## Excerpts from a detection dataset
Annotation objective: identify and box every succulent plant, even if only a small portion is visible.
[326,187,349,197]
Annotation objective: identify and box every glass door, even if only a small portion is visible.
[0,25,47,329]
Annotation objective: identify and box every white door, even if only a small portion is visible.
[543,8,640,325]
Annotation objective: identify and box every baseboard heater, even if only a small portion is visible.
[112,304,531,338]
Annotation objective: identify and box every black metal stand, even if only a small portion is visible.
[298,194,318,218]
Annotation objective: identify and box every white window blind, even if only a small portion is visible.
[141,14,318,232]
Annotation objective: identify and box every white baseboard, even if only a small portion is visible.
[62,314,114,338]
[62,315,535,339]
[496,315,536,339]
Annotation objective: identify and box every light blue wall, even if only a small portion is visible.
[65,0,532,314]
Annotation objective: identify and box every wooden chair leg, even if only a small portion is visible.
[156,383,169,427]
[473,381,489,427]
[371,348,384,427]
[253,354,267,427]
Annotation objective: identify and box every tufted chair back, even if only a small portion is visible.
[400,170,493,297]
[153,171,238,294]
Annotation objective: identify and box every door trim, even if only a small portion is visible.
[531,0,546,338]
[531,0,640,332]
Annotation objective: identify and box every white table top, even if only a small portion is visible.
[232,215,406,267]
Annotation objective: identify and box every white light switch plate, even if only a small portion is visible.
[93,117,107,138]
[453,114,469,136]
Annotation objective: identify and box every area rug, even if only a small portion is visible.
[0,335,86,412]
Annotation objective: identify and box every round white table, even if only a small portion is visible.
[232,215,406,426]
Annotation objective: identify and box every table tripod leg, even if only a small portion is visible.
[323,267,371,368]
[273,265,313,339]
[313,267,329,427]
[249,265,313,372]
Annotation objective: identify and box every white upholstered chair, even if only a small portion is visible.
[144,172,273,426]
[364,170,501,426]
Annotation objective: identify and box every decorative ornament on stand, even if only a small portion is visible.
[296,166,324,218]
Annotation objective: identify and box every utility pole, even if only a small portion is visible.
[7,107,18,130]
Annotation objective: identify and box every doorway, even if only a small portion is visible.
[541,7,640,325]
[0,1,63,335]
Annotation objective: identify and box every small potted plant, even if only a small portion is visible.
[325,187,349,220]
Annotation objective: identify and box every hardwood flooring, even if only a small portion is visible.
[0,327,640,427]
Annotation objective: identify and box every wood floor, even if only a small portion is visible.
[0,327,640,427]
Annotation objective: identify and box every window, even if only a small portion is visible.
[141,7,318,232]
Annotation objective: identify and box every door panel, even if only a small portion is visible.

## WHAT THIS TASK INVOLVES
Give these records again, switching every "Annotation objective" to "Labeling goal" and leaving everything else as it is.

## RESULT OF THE EXERCISE
Labeling goal: identify and box every succulent plant, even if only a small portion is visible.
[326,187,349,197]
Labeling goal: identify and box every glass door, even if only a small portion is visible.
[0,25,47,329]
Labeling goal: identify and box every white door, even if only a small portion is visible.
[543,8,640,325]
Labeling goal: identify and box every baseboard heater, even if only a small portion is visible.
[112,304,531,338]
Labeling goal: identify and box every black metal stand, even if only a small portion is visible.
[298,194,318,218]
Labeling goal: identify and box every white window blind, even if only a small portion is visible.
[141,14,318,232]
Labeling goal: identify and box every white baseboard, even if only a small portion is visible.
[62,314,114,338]
[62,315,535,339]
[496,315,536,339]
Labeling goal: identify and box every light blue wall, even if only a small portion is visible.
[65,0,532,314]
Labeling goal: identify and box every wooden chair leg, even if only a small portion is visible.
[156,383,169,427]
[473,381,489,427]
[371,348,384,427]
[253,354,267,427]
Labeling goal: identify and box every tufted chair back, even if only a small portion is visible.
[400,170,493,297]
[153,171,238,294]
Labeling goal: identify and box every door trim, even if only a small portion is visible.
[531,0,546,338]
[531,0,640,332]
Labeling goal: identify and box every white table top, even if only a small portion is visible.
[232,215,406,267]
Labeling goal: identify and box every white light switch plate, even if only a small portion is visible.
[93,117,107,138]
[453,114,469,136]
Labeling goal: identify and box every area rug, even if only a small portion is visible.
[0,335,86,412]
Labeling goal: identify and box every round white table, even if only a small portion is visible.
[232,215,406,426]
Labeling goal: identify and box every table tripod leg, even if only a small portion is visible.
[323,267,371,368]
[273,265,313,339]
[313,267,329,427]
[249,265,313,372]
Labeling goal: identify and box every white upholstered chair, even if only a small portion is visible.
[144,172,273,426]
[364,170,501,426]
Labeling goal: identify and box every decorative ornament on stand, even if only a small portion is visible.
[296,166,324,218]
Labeling goal: identify and box every utility pole, even if only a small portion is visible.
[7,107,18,130]
Labeling goal: identify and box every doorway, even if only a small portion is visible.
[541,7,640,325]
[0,1,63,335]
Labeling goal: identify and box every small potted plant, even if only a small portion is visible.
[325,187,349,220]
Labeling goal: identify and box every hardwood flooring, even if only a small portion is visible.
[0,327,640,427]
Labeling goal: identify and box every wood floor, even if only a small portion is visible.
[0,327,640,427]
Labeling goal: identify and box every window, even if only a small portion is visible.
[141,7,318,232]
Labeling goal: identify and box every door panel, even if only a small portion is visible.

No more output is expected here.